(Verilen metin):
╔══

Edebiyat içerisinde tek başına mektup metinlerine çok sık rastlayamıyoruz artık. Bunda elbette türlerin belirsizleşmesinin, iç içe geçmesinin de payı inkâr edilemez. Bu nedenle mektuplar son dönem daha çok bir metnin içerisinde karşımıza çıkıyorlar. Bir romanın veya hikâyenin parçası olarak metinlerde yer ediyorlar. Bunun dışında iletişim araçlarının farklılaşması, günümüzde insanların daha çok teknolojik imkânların yarattığı karşılaşmalara yönelmesi de mektuplara çok sık rastlamamızın sebeplerinden bir tanesi. İletişim için artık uzunca karşılıklı dertleşmelere pek ihtiyaç hissedilmiyor ve bana göre mektup yazmanın en önemli sebeplerinden olan mesafe kavramı neredeyse aşılmış durumda. Bu açıdan düşünüldüğünde günümüzde bireyin başkasına duyduğu iletişim ihtiyacı daha kolay karşılanabiliyor. Bu da mektubun hem bir edebiyat türü olarak hem de gündelik yaşamda bir “nostalji”ye dönüşmesinin önemli etkenlerinden.
Oysa mektup metinlerine bakıldığında dönemin kültürel ve sosyal yaşamını anlamak, politik ortamını tahayyül etmek, onu yazanın kişisel hezeyanlarına sıkıntılarına tanıklık ettirmek gibi bir misyonu olduğunu görürüz. Bu nedenle daha çok “nostalji” çağrışımı yapsa da bana kalırsa mektupların konumlandığı yer bellekle ilişkili bir yerde duruyor. Bir mektubun satırları arasında gezerken hem yazan kişinin kişisel belleğinde olup bitenleri hem de döneminin koşullarını gözlemleyebilme fırsatı yakalıyoruz. Konusu ne olursa olsun mektuplar, yazan kişinin “iç benini” yansıtan metinler olması sebebiyle, kişinin yaşadığı dönemin koşullarını ve ruhunu hissettiren bir yan barındırıyor.

╚══

(Yazılı görev a): Aşağıdaki girdilerde "blue" dizesini içeren satırların sayısını belirt; yalnızca sayıyı yaz.

(Bir veri kümesinden girdiler)
╔══

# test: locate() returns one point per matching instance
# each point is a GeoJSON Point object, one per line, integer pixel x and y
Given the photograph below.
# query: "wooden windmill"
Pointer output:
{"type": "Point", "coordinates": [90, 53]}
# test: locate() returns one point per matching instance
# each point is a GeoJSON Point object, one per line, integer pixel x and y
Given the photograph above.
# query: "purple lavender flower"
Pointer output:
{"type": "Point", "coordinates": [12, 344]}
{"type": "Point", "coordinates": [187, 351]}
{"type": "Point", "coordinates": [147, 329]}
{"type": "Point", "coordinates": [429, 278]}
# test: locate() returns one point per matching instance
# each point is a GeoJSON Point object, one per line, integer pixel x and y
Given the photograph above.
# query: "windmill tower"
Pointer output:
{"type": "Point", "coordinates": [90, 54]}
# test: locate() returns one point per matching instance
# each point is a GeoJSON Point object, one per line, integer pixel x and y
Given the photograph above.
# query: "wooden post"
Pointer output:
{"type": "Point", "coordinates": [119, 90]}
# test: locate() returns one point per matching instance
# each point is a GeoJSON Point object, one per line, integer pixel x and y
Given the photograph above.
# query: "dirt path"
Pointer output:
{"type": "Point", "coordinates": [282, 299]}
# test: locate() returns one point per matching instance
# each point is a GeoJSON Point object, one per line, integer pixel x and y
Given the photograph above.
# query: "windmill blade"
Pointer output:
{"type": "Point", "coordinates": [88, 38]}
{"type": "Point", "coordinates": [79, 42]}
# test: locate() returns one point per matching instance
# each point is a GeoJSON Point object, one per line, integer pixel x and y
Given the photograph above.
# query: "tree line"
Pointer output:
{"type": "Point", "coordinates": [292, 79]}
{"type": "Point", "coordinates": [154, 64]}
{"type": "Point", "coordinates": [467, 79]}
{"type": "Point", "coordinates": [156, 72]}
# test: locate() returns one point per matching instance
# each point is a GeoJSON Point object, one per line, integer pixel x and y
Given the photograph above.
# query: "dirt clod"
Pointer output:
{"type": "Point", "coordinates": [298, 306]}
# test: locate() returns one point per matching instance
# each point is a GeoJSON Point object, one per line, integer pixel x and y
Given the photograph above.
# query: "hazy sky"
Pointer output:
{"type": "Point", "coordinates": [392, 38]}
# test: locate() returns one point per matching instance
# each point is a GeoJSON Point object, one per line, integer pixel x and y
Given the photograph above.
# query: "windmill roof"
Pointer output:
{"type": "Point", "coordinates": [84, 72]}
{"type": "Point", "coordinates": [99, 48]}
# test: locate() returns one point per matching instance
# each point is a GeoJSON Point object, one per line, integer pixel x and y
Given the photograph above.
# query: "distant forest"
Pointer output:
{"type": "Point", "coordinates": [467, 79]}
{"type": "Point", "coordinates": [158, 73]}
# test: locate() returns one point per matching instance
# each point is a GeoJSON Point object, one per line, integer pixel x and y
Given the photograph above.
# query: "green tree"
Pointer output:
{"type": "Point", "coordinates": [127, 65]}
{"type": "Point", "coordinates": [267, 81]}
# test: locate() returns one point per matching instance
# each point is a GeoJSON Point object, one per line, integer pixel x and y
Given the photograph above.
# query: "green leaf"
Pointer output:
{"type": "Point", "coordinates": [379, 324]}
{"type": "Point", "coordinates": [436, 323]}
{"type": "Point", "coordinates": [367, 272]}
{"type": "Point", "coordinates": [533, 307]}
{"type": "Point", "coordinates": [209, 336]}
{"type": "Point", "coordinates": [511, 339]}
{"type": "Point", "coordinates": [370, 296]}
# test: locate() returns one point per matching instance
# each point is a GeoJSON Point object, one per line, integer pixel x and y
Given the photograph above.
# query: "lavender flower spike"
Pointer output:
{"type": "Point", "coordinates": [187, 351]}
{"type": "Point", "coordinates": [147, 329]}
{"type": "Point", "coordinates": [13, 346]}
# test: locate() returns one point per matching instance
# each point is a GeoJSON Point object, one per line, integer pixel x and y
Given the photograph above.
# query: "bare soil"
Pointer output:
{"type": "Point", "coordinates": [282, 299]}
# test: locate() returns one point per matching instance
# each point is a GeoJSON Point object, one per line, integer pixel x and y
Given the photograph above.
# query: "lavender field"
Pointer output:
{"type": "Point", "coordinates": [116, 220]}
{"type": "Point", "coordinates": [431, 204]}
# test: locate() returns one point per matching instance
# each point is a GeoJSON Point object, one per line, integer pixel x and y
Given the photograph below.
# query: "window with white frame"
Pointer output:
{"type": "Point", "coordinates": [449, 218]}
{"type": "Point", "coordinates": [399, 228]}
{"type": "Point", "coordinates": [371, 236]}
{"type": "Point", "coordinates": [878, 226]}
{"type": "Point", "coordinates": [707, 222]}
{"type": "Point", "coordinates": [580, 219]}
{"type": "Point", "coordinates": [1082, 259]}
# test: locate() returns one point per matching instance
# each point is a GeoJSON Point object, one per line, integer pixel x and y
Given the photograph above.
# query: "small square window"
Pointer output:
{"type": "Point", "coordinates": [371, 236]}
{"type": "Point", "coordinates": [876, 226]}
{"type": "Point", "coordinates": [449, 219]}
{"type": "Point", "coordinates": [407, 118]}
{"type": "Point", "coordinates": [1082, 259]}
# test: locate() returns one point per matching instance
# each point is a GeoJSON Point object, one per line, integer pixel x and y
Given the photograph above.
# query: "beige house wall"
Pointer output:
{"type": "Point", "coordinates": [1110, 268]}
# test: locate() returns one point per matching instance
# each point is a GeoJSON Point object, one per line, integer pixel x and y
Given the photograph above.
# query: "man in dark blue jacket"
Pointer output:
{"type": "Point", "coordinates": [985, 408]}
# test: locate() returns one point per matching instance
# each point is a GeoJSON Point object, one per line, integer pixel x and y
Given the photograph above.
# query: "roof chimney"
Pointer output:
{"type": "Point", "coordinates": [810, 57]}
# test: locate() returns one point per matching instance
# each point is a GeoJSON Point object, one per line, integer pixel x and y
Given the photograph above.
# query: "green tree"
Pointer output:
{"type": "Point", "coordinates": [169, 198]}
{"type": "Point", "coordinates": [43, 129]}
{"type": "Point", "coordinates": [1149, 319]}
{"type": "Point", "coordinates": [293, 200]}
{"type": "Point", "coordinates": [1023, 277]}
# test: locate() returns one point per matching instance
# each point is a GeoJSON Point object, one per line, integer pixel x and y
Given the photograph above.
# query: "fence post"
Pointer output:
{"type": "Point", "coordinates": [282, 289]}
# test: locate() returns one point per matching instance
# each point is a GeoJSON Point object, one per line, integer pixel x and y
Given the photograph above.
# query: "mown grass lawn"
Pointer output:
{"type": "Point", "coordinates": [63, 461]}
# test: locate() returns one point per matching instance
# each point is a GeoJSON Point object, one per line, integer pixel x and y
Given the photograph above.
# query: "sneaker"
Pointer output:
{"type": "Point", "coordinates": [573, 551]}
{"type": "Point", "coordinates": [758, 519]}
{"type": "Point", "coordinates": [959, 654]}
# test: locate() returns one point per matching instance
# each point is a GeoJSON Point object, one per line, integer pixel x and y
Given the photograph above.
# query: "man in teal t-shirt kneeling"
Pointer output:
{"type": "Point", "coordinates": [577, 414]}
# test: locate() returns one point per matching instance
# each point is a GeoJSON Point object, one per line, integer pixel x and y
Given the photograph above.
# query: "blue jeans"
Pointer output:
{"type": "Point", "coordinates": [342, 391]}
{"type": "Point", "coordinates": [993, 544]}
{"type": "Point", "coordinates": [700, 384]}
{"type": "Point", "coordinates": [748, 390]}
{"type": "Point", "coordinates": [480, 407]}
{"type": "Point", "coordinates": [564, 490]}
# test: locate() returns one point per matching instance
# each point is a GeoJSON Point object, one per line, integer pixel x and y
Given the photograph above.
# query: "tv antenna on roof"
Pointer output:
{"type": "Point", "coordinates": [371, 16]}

╚══

(Yazılı görev b): Mektuplar üzerine yazılmış metni, son cümlesinin ardından devam ettir.

(Yazılı yanıt a): 2

(Yazılı yanıt b):
Mektuplar üzerine düşünmemin bir sebebi var elbette. Geçtiğimiz günlerde Seval Şahin ve Tevfika İkiz tarafından yayına hazırlanan ve Bağlam Yayınları tarafından basılan “Aşk Mektupları” adlı kitap. Metinde, Türkçe edebiyat içerisinden tanıdığımız isimlerin aşk mektupları ile karşılaşma fırsatı bulurken aynı zamanda mektup türünün günümüz koşullarındaki yerini de sorgulama fırsatı yakalıyoruz. Kitaptaki metinler, aşkın mektup halini bize getirirken, her biri kendi içerisinde farklılaşan yazarların benliklerini ortaya koydukları metinler olarak karşımıza çıkıyor. Kavuşamamayı, tutkuyu, ayrılığın bıraktığı kederi, mesafelerin çıkmazını, uzaklık duygusunun burukluğunu, âşık olanın ruhsal sıkıntısını, karşılıksız kalan duygunun kişide oluşturduğu öfke hissini bazen sitemli bazen kederli bazen de ironik bir şekilde dile getirildiği metinlerle buluşuyoruz kitapta.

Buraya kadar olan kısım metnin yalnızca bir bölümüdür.